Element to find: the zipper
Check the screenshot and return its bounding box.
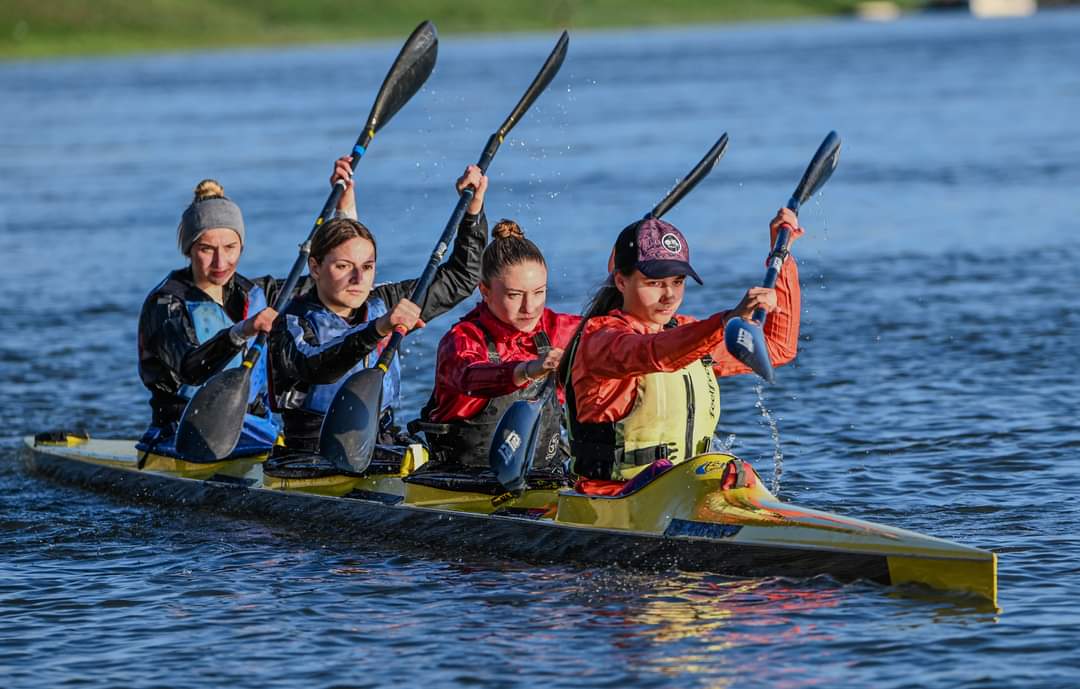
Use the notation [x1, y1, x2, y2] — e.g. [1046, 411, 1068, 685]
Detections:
[680, 374, 694, 461]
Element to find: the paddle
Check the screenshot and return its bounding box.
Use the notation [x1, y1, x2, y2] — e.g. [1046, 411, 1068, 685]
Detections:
[176, 22, 438, 461]
[319, 31, 570, 473]
[724, 132, 840, 382]
[488, 133, 728, 494]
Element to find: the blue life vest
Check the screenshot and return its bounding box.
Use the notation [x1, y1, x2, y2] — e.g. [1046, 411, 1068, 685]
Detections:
[286, 297, 402, 415]
[137, 283, 279, 457]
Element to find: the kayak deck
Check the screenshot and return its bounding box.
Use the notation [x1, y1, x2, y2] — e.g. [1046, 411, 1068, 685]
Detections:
[19, 437, 997, 606]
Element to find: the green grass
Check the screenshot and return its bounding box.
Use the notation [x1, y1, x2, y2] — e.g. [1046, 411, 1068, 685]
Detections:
[0, 0, 919, 58]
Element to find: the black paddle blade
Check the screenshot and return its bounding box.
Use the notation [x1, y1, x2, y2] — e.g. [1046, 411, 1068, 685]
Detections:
[176, 366, 252, 462]
[496, 31, 570, 139]
[724, 318, 775, 382]
[319, 368, 386, 473]
[645, 132, 728, 218]
[365, 22, 438, 132]
[488, 400, 543, 490]
[787, 132, 840, 213]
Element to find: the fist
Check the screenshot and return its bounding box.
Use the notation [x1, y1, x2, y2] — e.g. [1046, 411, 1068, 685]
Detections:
[243, 308, 278, 337]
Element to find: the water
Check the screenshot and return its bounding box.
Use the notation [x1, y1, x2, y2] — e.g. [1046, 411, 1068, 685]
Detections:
[0, 12, 1080, 688]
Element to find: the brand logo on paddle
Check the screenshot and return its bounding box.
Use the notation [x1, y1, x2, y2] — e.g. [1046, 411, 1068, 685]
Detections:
[660, 232, 683, 254]
[735, 328, 754, 354]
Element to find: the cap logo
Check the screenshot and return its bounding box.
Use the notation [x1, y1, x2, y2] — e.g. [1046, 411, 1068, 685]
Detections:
[660, 232, 683, 254]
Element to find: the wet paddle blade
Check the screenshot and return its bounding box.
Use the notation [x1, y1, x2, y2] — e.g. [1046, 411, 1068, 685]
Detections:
[319, 368, 386, 473]
[176, 366, 252, 461]
[488, 400, 543, 490]
[787, 132, 840, 213]
[645, 132, 728, 218]
[724, 318, 775, 382]
[367, 22, 438, 135]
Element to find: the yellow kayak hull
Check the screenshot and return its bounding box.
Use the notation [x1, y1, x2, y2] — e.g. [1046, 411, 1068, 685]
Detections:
[19, 437, 997, 606]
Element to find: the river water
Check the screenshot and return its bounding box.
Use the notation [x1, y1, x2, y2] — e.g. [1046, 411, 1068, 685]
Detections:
[0, 12, 1080, 688]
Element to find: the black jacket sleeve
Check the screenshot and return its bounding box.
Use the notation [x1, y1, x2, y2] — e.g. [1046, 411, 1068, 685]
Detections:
[372, 211, 487, 321]
[269, 312, 381, 393]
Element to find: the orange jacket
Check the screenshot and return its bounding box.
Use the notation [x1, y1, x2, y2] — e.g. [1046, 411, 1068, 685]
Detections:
[570, 257, 802, 423]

> _Stated problem_:
Repeat all of the data above word for word, leaving the pictures out.

> _Correct response_:
Element to find: the zipper
Check the screenshot and return its bounding box.
Use the notation [x1, y1, x2, y2] — e.g. [1046, 411, 1068, 685]
Detections:
[680, 374, 694, 461]
Element to find: the paddle
Check the screenshot and return its bounding box.
Use the notation [x1, y1, x2, y2] — e.g. [1046, 411, 1068, 685]
Detections:
[176, 22, 438, 461]
[319, 31, 570, 473]
[724, 132, 840, 382]
[488, 133, 728, 494]
Element to find: the blue life vest
Check the screenshot and return its bounding box.
Use the notation [x1, y1, x2, y2] — e.g. [1046, 411, 1068, 685]
Detections:
[286, 297, 402, 415]
[137, 283, 279, 457]
Element to find: the kayak deck
Check the screenshot and return its bounding box.
Use the notation [x1, y1, x2, y2] — e.g. [1046, 411, 1068, 685]
Detections:
[19, 437, 997, 606]
Element to find: the green grass
Check the screenshot and return its bounding box.
Use the notation [x1, y1, x2, y2] — e.g. [1046, 411, 1068, 685]
Detections:
[0, 0, 919, 58]
Element to find: the black paddle blade
Check the screenshot and return its bounding box.
Use the notation [x1, y1, x2, y2] — e.g. [1046, 411, 1068, 685]
Detections:
[176, 366, 252, 462]
[496, 31, 570, 139]
[724, 318, 775, 382]
[319, 368, 386, 473]
[645, 132, 728, 218]
[365, 22, 438, 132]
[488, 400, 543, 490]
[787, 132, 840, 213]
Element to find: the fist
Check the screenshot and return its bounding box.
Use the notation [x1, y1, x2, y2] — e.g. [1046, 411, 1068, 685]
Detections:
[243, 308, 278, 337]
Element to find: the water
Check the screenshot and return its bounding box.
Use the notation [x1, y1, x2, y2] — e.g. [1046, 411, 1068, 685]
Detections:
[0, 12, 1080, 688]
Element to find: the brand logo on paddle
Check the screenshot and return its bounding box.
Use the notation [x1, y1, x2, y2] — e.g. [1046, 411, 1068, 685]
Detections:
[660, 232, 683, 254]
[735, 328, 754, 354]
Element to find: the cap logo
Check the screenshot and return its bounding box.
Use the notation [x1, y1, x2, y2] — e.g. [1046, 411, 1068, 685]
Detections:
[660, 232, 683, 254]
Element to find: the wet paddle blade
Check the screenshot and return its bounding box.
Use the notation [x1, y1, x2, y2] — e.g. [1046, 411, 1068, 685]
Detections:
[319, 368, 386, 473]
[176, 366, 252, 461]
[488, 400, 543, 490]
[787, 132, 840, 213]
[645, 132, 728, 218]
[724, 318, 775, 382]
[367, 22, 438, 135]
Element to find: the yellow kayak hull
Check the screenshot and return its bounding box.
Use the notation [x1, y1, x2, y2] — e.g. [1046, 411, 1068, 685]
Detections:
[19, 437, 997, 606]
Element to find: the river water
Check the screenshot and return its bounding box.
Use the notation [x1, y1, x2, y2] — e.g. [1046, 411, 1068, 685]
Detections:
[0, 12, 1080, 688]
Element to find: the black jacket sleeve
Check the screenshot and return its bounding box.
Use the notation [x1, y1, x2, y2] — e.g. [1046, 411, 1068, 685]
Detections:
[372, 211, 487, 321]
[269, 312, 381, 393]
Element to find: the orange jacket
Check the screenshot and return its bounding box.
Use the notation [x1, y1, x2, y2] — e.g. [1046, 411, 1068, 685]
Detections:
[570, 257, 802, 423]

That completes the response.